**Excerpted records:**
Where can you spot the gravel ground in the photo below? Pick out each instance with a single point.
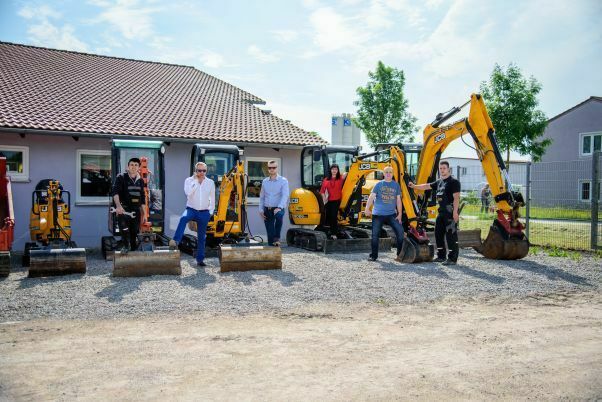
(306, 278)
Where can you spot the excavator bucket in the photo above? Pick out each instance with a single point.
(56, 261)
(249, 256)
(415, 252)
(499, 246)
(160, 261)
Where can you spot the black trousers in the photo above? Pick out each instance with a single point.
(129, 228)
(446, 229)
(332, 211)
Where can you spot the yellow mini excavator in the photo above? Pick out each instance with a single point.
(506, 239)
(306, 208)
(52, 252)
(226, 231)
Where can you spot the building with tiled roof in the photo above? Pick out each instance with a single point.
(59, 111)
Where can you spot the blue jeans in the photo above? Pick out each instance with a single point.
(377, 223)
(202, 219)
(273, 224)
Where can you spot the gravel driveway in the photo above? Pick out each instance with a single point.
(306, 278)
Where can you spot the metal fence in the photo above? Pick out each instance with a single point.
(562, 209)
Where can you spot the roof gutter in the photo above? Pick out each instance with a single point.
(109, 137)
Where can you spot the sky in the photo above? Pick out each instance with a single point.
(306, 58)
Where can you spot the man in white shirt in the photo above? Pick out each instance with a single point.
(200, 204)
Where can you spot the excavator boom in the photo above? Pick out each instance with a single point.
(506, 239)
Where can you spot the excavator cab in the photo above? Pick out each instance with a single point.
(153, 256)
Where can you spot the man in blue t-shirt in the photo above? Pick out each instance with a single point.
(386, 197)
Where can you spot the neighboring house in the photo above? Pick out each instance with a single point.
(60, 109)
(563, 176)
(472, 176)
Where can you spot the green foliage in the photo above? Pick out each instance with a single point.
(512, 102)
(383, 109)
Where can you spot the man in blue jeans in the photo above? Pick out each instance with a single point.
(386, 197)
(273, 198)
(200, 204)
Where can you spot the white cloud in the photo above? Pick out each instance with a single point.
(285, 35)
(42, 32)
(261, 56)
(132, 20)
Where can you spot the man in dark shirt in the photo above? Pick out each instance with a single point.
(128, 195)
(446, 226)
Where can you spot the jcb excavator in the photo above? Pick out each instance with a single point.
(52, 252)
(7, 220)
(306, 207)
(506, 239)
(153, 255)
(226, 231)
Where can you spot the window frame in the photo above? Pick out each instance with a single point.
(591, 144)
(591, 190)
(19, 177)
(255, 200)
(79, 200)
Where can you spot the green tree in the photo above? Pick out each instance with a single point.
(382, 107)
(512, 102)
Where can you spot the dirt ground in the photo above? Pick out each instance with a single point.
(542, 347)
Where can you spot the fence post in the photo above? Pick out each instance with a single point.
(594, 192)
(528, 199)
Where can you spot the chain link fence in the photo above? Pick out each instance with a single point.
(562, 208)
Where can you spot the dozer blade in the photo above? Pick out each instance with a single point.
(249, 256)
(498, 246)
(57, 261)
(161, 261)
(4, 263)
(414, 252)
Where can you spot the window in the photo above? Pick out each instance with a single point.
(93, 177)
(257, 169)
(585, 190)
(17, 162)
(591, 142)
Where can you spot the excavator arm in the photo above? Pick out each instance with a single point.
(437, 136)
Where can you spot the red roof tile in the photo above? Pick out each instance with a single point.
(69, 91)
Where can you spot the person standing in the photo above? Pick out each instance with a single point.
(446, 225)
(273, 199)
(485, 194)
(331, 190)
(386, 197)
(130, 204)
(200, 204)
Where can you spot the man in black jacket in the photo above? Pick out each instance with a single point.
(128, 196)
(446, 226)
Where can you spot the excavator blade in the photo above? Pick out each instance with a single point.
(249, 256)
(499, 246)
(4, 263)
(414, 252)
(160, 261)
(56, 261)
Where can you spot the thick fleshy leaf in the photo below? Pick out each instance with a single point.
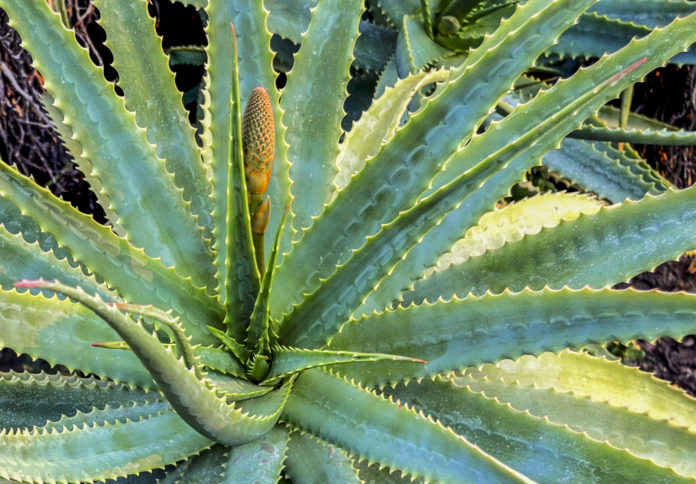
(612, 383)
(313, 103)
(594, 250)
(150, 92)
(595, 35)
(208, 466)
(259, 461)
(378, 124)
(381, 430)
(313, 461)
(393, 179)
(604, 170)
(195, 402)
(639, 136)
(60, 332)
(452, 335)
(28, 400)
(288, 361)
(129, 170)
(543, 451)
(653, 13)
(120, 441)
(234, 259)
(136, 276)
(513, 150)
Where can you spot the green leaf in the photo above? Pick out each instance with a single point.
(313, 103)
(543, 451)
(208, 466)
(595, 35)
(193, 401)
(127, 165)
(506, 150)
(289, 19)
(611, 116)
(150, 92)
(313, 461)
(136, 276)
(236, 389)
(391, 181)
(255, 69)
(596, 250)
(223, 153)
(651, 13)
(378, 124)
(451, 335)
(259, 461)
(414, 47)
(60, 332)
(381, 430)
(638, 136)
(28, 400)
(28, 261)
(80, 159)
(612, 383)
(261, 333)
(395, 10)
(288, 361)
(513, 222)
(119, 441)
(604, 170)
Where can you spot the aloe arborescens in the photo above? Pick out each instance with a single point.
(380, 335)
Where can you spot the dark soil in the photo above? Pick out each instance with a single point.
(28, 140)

**Problem:** Transcribe each entry above exactly, apart from the pictures.

**Full response:**
Where can you spot the gravel ground in the photo below? Pick out each instance with a single point.
(306, 278)
Where can you spot the excavator bucket in the photo above? Pick out each instance with a single point.
(56, 261)
(249, 256)
(415, 252)
(499, 246)
(160, 261)
Where can you spot the black trousers in the photo above? Pick out each instance with a single point.
(129, 228)
(446, 229)
(332, 211)
Where can you spot the yellow mini excavator in the photo above? Pick out each instance with a single point.
(506, 239)
(306, 208)
(52, 252)
(226, 231)
Where can you spot the building with tiled roof in the photo above? Pick out each instance with a single point.
(59, 111)
Where can you spot the blue jeans in the photo above? Pick out each instance with a single point.
(377, 223)
(202, 219)
(273, 224)
Where can you spot the gravel driveway in the photo above? Pick out each instance with a single point.
(306, 278)
Where can you spot the metal fence in the photo above? Pick out each instance with a single point.
(562, 209)
Where can you spot the roof gutter in the photo above? Pick out each instance with a single point.
(109, 137)
Where can you spot the sky in the photo above? Pick out each instance with a single point.
(306, 58)
Where can you spot the man in white shirt in the photo above? Pick out each instance with a single point.
(200, 204)
Where can you spot the excavator boom in the photo above? Pick out each instance with a single point.
(506, 239)
Where can you spot the excavator cab in the photo above? Pick out each instance with a single point.
(153, 256)
Where can you spot the man in blue t-shirt in the photo above? Pick out each instance with a single point.
(386, 197)
Where can you spot the neighboring house in the photo above? Pick out each instance with a single point.
(60, 109)
(563, 176)
(472, 176)
Where can you spot the green foliage in the photo above? Pick out each instance with a single point.
(512, 102)
(383, 109)
Where can you spot the man in blue jeans in the photo above? Pick out each instance with a single point.
(386, 197)
(273, 198)
(200, 204)
Where can you spot the white cloud in the photo above? Pick out each instance with a single point.
(285, 35)
(42, 32)
(261, 56)
(132, 20)
Where can you spot the man in dark shirt in the photo above? Pick out each instance with a single point.
(128, 195)
(446, 226)
Where can you spot the jcb excavator in the photo above? Pick out each instance with a single point.
(52, 252)
(7, 220)
(306, 207)
(506, 239)
(153, 255)
(226, 231)
Where can you spot the window frame in the photo above? Pick out each instance with a single point.
(591, 144)
(591, 190)
(19, 177)
(255, 200)
(79, 200)
Where can you spot the green tree in the photo above? Pick out each instance with a single point.
(382, 107)
(512, 102)
Where can you spot the dirt ground in the photo above? Pick out each instance with a single point.
(542, 347)
Where can you spot the fence post in the photo above? Pick out each instance with a single point.
(594, 192)
(528, 199)
Where can you spot the chain link fence in the photo above? Pick out each instance with a single point.
(562, 208)
Where can you spot the dozer blade in the photo above? Pick out each instance with a single point.
(249, 256)
(498, 246)
(57, 261)
(161, 261)
(4, 263)
(414, 252)
Where can you spot the window in the photo above? Pick out each instance with a single point.
(93, 177)
(257, 169)
(585, 190)
(17, 162)
(591, 142)
Where can you spot the excavator arm in the photo above? Pick out each instance with a single point.
(437, 136)
Where can you spot the red roof tile in the photo above? Pick out each instance with a single point.
(69, 91)
Where can you spot the person standing in the photo above? Pick out each instance with a single point.
(446, 225)
(273, 199)
(485, 194)
(331, 190)
(386, 197)
(130, 204)
(200, 204)
Where can you spot the man in black jacket in the photo above? Pick out each instance with a single point.
(128, 196)
(446, 226)
Where can you spot the excavator blade in the photo above? Pick out each instance with a single point.
(249, 256)
(499, 246)
(4, 263)
(414, 252)
(160, 261)
(56, 261)
Where can you spot the thick fleshy leaf in the photo below? Pick out each instance with a single point.
(612, 383)
(313, 103)
(594, 250)
(150, 92)
(595, 35)
(208, 466)
(259, 461)
(378, 124)
(381, 430)
(313, 461)
(393, 179)
(604, 170)
(195, 402)
(639, 136)
(60, 332)
(452, 335)
(28, 400)
(288, 361)
(129, 170)
(543, 451)
(653, 13)
(120, 441)
(234, 259)
(136, 276)
(513, 150)
Where can you spot the green leaf in the photo above? Pick out each instance with a single point.
(313, 103)
(543, 451)
(208, 466)
(595, 35)
(193, 401)
(127, 165)
(506, 150)
(289, 19)
(611, 116)
(150, 92)
(313, 461)
(136, 276)
(236, 389)
(391, 181)
(255, 69)
(596, 250)
(223, 153)
(651, 13)
(378, 124)
(451, 335)
(259, 461)
(414, 47)
(60, 332)
(381, 430)
(638, 136)
(28, 400)
(28, 261)
(80, 159)
(612, 383)
(261, 333)
(395, 10)
(288, 361)
(513, 222)
(119, 441)
(604, 170)
Where can you spot the aloe arborescens in the photo above? Pick out each instance with a single point.
(380, 335)
Where can you spot the dark soil in the photo above? Pick out each instance with a single point.
(28, 140)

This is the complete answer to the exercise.